:: TEXTO DE LEITURA
Tesouros Cinéfilos - O Ódio (La Haine)

De: Mathieu Kassovitz. Com Vincent Cassel, Hubert Koundé e Saïd Taghmaoui. Drama / Policial, França, 1995, 95 minutos.

"É a história de um homem que cai de um prédio de 50 andares. O cara, durante a queda, repete sem parar para se reconfortar: até aqui está tudo bem, até aqui está tudo bem. Mas o importante não é a queda. É a aterrissagem". Vamos combinar que a narração em off que abre o cru O Ódio (La Haine), inicialmente parece apenas enigmática. Um microconto torto e metafórico. Que retornará diversas vezes durante a narrativa - contribuindo para que, mais adiante, seu sentido passe a ser melhor compreendido. Especialmente no universo em que habitam os protagonistas dessa experiência intensa, magnética e violenta do diretor Mathieu Kassovitz. Ao cabo, esse é o tipo de filme que podemos chamar de "pedrada". Tudo é veloz, com os acontecimentos se descortinando em um efeito cascata. Meio drama febril, meio policial estilístico, como se estivéssemos em uma mescla de Trainspotting (1996) com Guy Pearce. Ainda que muito mais político. E, talvez por isso mesmo, nem tão engraçado.
::::
:: TRECHOS DAS ENTRADAS
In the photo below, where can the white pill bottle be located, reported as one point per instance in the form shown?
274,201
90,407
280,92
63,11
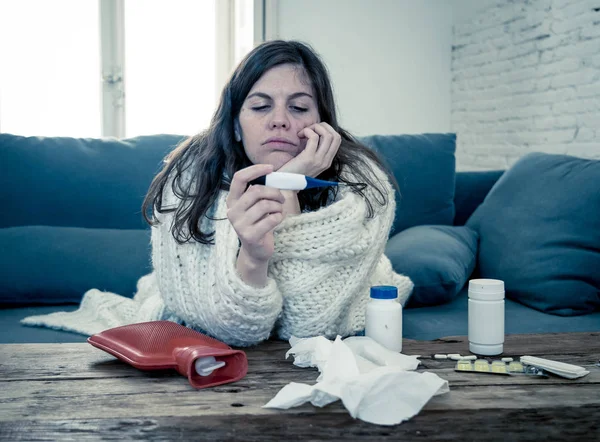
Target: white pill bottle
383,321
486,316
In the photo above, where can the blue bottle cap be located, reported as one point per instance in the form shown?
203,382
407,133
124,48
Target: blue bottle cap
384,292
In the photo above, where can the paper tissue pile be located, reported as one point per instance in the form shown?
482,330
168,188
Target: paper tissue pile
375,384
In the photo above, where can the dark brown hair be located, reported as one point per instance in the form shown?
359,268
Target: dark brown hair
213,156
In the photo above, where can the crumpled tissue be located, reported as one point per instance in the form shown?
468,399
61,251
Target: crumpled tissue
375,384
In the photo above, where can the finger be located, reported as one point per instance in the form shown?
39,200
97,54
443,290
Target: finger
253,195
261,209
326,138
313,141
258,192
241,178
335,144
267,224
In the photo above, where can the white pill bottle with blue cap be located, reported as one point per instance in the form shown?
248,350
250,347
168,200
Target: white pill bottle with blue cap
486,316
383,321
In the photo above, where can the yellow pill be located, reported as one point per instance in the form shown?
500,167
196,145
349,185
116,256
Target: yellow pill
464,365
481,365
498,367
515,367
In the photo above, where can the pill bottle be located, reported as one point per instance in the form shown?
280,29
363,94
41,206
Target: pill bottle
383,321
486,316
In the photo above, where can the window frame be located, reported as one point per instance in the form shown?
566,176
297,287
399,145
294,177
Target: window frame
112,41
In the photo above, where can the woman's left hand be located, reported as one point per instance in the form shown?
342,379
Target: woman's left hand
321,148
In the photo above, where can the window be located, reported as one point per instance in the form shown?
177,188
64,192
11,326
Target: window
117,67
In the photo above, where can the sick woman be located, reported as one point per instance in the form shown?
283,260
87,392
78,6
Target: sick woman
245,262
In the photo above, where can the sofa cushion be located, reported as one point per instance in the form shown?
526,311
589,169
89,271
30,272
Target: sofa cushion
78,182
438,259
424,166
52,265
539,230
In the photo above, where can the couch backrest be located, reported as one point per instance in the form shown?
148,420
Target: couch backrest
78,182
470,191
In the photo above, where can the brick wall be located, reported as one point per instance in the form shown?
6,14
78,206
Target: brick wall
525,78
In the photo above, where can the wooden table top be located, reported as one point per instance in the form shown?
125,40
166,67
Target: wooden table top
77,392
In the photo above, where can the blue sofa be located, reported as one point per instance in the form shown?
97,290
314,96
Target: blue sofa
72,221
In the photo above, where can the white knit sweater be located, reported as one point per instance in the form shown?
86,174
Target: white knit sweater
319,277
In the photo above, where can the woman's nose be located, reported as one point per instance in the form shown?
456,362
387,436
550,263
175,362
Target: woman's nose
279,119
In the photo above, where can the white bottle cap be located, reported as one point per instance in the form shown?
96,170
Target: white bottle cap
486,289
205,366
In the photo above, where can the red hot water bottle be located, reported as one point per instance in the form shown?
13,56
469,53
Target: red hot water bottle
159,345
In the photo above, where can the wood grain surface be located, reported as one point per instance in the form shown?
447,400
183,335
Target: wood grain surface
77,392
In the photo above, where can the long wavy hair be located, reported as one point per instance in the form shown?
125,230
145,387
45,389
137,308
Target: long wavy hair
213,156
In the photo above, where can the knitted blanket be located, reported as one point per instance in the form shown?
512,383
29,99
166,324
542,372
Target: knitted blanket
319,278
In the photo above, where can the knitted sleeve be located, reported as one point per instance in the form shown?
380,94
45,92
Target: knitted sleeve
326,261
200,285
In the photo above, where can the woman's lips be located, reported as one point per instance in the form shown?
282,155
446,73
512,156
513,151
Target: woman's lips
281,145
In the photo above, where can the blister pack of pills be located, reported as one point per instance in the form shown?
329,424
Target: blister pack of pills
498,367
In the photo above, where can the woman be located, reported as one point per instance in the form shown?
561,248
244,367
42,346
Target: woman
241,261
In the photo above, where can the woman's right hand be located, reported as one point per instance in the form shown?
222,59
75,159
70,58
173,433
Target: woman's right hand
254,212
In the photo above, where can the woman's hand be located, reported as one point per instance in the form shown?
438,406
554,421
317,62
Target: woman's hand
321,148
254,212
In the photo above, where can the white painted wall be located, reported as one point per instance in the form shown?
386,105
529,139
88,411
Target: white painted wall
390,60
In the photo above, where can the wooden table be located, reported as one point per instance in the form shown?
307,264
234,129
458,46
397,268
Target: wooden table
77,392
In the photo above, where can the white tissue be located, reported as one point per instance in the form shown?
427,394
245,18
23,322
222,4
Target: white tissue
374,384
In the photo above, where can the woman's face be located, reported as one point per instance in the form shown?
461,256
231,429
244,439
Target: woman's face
::::
→ EXERCÍCIOS:
a: De acordo com a resenha sobre O Ódio, quantos andares tem o prédio de onde cai o homem da narração de abertura?
b: Transcreva o trecho da resenha sobre O Ódio que começa em "Tesouros Cinéfilos - O" e termina em "1995, 95 minutos.".

→ RESPOSTAS A SEGUIR:
a: O prédio tem 50 andares.

b:
Tesouros Cinéfilos - O Ódio (La Haine)

De: Mathieu Kassovitz. Com Vincent Cassel, Hubert Koundé e Saïd Taghmaoui. Drama / Policial, França, 1995, 95 minutos.